:: Dataset content ::
——
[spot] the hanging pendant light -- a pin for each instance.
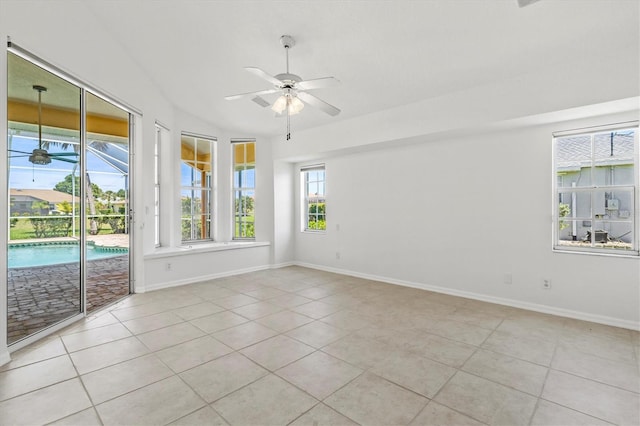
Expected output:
(40, 156)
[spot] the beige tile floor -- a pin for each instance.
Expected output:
(305, 347)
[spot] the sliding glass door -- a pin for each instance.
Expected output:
(68, 170)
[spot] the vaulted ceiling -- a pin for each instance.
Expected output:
(385, 53)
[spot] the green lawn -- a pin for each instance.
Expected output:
(22, 229)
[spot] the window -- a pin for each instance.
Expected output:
(313, 210)
(596, 181)
(244, 189)
(156, 186)
(195, 187)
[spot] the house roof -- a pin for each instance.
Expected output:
(574, 152)
(48, 195)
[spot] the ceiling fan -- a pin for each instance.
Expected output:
(40, 155)
(293, 90)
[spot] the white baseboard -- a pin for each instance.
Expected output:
(584, 316)
(200, 278)
(282, 265)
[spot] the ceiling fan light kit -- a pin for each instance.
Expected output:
(40, 156)
(292, 89)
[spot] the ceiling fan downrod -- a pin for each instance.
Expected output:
(40, 89)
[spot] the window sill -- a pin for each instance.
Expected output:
(203, 248)
(624, 255)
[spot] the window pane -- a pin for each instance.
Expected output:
(196, 175)
(244, 189)
(573, 161)
(314, 202)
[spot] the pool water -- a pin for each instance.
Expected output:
(26, 256)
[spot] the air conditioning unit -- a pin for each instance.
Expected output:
(613, 204)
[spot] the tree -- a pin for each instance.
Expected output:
(68, 186)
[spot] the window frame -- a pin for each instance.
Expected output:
(304, 201)
(156, 186)
(236, 224)
(596, 193)
(206, 185)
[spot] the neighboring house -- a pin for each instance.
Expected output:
(613, 158)
(23, 201)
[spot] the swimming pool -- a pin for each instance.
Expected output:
(27, 255)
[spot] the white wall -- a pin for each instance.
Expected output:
(457, 214)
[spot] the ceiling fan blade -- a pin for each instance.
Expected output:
(64, 154)
(258, 93)
(261, 101)
(523, 3)
(263, 75)
(66, 160)
(318, 103)
(317, 83)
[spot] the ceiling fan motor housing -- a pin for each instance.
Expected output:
(287, 41)
(288, 80)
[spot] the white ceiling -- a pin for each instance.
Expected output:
(385, 53)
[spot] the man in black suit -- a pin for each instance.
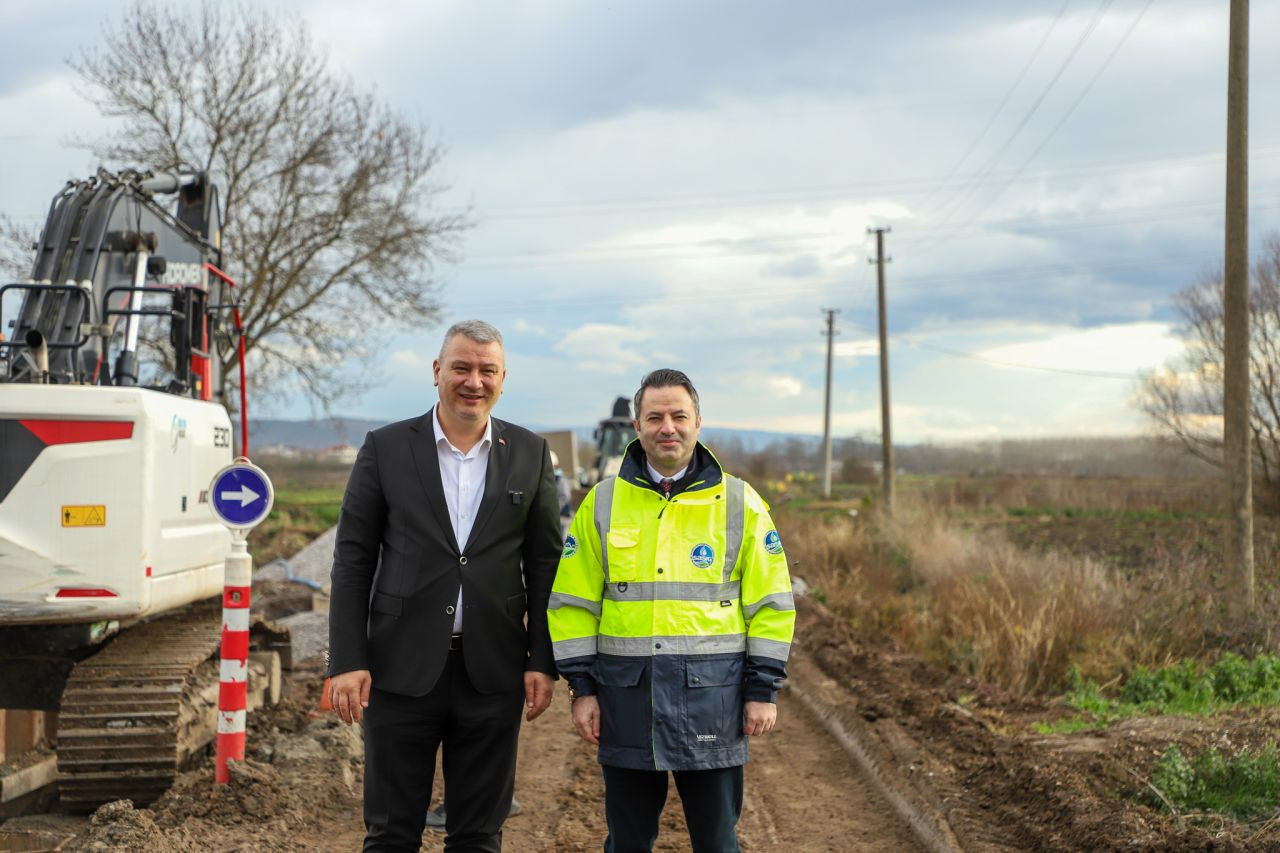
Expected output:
(448, 541)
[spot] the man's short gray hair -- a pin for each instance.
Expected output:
(666, 378)
(476, 331)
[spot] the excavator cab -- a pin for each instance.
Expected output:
(110, 425)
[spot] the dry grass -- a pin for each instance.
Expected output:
(973, 601)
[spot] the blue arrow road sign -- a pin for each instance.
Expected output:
(241, 495)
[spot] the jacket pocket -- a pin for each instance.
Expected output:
(624, 553)
(622, 692)
(384, 603)
(516, 609)
(713, 702)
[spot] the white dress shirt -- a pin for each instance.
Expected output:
(462, 478)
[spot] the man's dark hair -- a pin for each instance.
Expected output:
(666, 378)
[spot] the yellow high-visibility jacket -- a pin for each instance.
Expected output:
(673, 612)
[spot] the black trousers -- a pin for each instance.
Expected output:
(478, 731)
(634, 801)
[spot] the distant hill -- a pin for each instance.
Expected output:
(327, 432)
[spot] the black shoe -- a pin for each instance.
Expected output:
(435, 816)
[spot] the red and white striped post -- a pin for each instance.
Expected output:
(233, 689)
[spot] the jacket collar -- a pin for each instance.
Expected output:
(428, 464)
(703, 473)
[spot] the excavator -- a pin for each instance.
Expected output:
(112, 428)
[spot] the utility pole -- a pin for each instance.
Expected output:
(1238, 459)
(886, 434)
(826, 410)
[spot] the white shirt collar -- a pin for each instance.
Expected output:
(440, 437)
(658, 478)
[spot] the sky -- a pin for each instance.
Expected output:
(682, 185)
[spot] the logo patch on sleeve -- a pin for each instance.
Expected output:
(702, 555)
(773, 542)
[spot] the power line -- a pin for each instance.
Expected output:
(1066, 115)
(1000, 108)
(1034, 106)
(667, 203)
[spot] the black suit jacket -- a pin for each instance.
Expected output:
(397, 566)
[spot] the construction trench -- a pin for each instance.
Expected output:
(819, 781)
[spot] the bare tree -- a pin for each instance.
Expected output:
(330, 227)
(1185, 400)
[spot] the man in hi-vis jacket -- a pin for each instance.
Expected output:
(671, 619)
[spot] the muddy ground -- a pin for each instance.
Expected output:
(963, 751)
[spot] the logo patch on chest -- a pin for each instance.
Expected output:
(773, 542)
(702, 555)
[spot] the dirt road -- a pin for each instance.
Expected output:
(801, 794)
(300, 792)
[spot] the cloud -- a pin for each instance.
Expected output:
(603, 347)
(1112, 349)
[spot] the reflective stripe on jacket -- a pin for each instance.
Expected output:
(673, 611)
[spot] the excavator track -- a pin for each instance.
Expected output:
(133, 714)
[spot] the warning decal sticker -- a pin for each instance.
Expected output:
(85, 516)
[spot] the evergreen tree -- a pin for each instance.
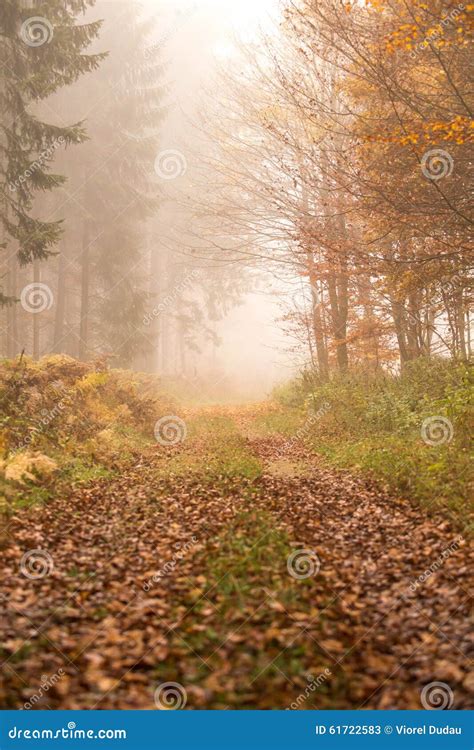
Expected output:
(41, 51)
——
Please set down the whole listing exactly, apart from the pictures.

:: Problem solution ::
[spot] the hanging pendant light -- a pin for each instance.
Expected output:
(40, 156)
[spot] the beige tile floor -- a pin for each instance.
Expected output:
(305, 347)
[spot] the sliding glass door -- a pin for each instance.
Expected output:
(68, 170)
[spot] the vaulted ceiling -- a pin for each instance.
Expected output:
(385, 53)
[spot] the green lawn -- a pin for each instance.
Expected output:
(22, 229)
[spot] the window -- a pin for each instance.
Expected output:
(313, 210)
(596, 181)
(244, 189)
(156, 186)
(195, 187)
[spot] the house roof -- a pin for each instance.
Expected output:
(574, 152)
(48, 195)
[spot] the ceiling fan -- a pin for each instance.
Expected output:
(40, 155)
(293, 90)
[spot] the white baseboard -- a pin for each instance.
Expected output:
(584, 316)
(200, 278)
(282, 265)
[spot] the ceiling fan light kit -- a pin for each instance.
Expected output:
(40, 156)
(292, 89)
[spot] the ceiling fan downrod -- a pin for each instance.
Expected output:
(40, 89)
[spot] the window sill -- a pin for each instance.
Expected output:
(203, 248)
(624, 255)
[spot] the window pane -- a pin for each instance.
Expected output:
(196, 175)
(244, 189)
(573, 161)
(314, 202)
[spot] the pool water -- a pin for each instance.
Expected output:
(26, 256)
[spot] the air conditioning unit -- a pin for each instance.
Expected output:
(613, 204)
[spot] the tree -- a pin for each instance.
Expected output:
(68, 186)
[spot] the window frame -- a pin for each instance.
Expected output:
(304, 201)
(156, 186)
(236, 224)
(596, 193)
(206, 185)
[spot] the neighboring house -- a pin for each instance.
Expected output:
(613, 158)
(23, 201)
[spot] the swimming pool -- a pin for each instance.
Expected output:
(27, 255)
[spot] the white wall -- a pin for each instance.
Expected output:
(457, 214)
[spot] the ceiling fan blade -- a pin for each instance.
Expected output:
(64, 154)
(258, 93)
(261, 101)
(523, 3)
(263, 75)
(66, 160)
(318, 103)
(317, 83)
[spot] the ceiling fan motor housing -- a pin for each instance.
Expected output:
(287, 41)
(288, 80)
[spot] the white ceiling -- a pin for each instance.
Expected output:
(385, 53)
[spot] the man in black suit -- a pin for each instance.
Expected output:
(448, 541)
[spot] the man's short gray hair -- a pin for each instance.
Expected output:
(666, 378)
(476, 331)
[spot] the excavator cab -- a pin for each instance.
Expected output:
(110, 425)
[spot] the dry grass -- a pin for each instance.
Expected output:
(973, 601)
[spot] the blue arrow road sign -- a pin for each instance.
Expected output:
(241, 495)
[spot] the jacket pocket -- a pin for each instance.
Expected output:
(624, 553)
(622, 692)
(384, 603)
(516, 609)
(713, 702)
[spot] the white dress shirt -- a pin for each instance.
Expected output:
(462, 478)
[spot] the man's dark hair -- a pin for each instance.
Expected output:
(666, 378)
[spot] the yellow high-visibility jacket -- a pin for each instance.
Expected output:
(673, 612)
[spot] the black trousers -- a pin for each instance.
Expected output:
(478, 731)
(634, 801)
[spot] the distant hill -- a pin for each instance.
Expected output:
(327, 432)
[spot] the black shoe -- a pin for each instance.
Expected output:
(435, 816)
[spot] the red and white striped post -- a pin for each instance.
Expected output:
(233, 689)
[spot] the jacket collar -- a pin for each instance.
Expected output:
(428, 464)
(703, 473)
[spot] the excavator -- a pin for each instance.
Expected output:
(112, 428)
[spot] the utility pole -- a pin for each instance.
Expected output:
(1238, 459)
(886, 434)
(826, 410)
[spot] the white shirt collar -- a pin for each instance.
Expected output:
(440, 437)
(658, 478)
[spot] the sky -- a pin for each instance.
Expected output:
(682, 185)
[spot] the logo patch on sleeve -- a pin for each instance.
Expected output:
(702, 555)
(773, 542)
[spot] the power line -- a pin for each instance.
Expected output:
(1066, 115)
(1000, 108)
(1034, 106)
(667, 203)
[spot] the black suit jacket -- a pin for each instance.
Expected output:
(397, 566)
[spot] the construction trench -- a pin for each instance.
Expected output:
(819, 781)
[spot] the bare tree -- a pin for each instance.
Expected output:
(330, 227)
(1185, 400)
[spot] the man in hi-vis jacket -- a pin for each instance.
Expected output:
(671, 619)
[spot] the muddy ground -- a pin for each instance.
Expected output:
(963, 751)
[spot] the logo patch on chest -- a pin for each instance.
Expected output:
(773, 542)
(702, 555)
[spot] the dirt road -- a pin for each instance.
Expected output:
(801, 794)
(300, 792)
[spot] the cloud -- a pin for each instance.
Expected output:
(603, 347)
(1112, 349)
[spot] the reflective stripe on jacket -- a pin for each instance.
Expected output:
(673, 611)
[spot] the excavator track -- a pin for each instance.
Expected output:
(133, 714)
[spot] the warning decal sticker -- a pin for each instance.
Expected output:
(85, 516)
[spot] the evergreen tree -- a pin for each instance.
Expected output:
(41, 51)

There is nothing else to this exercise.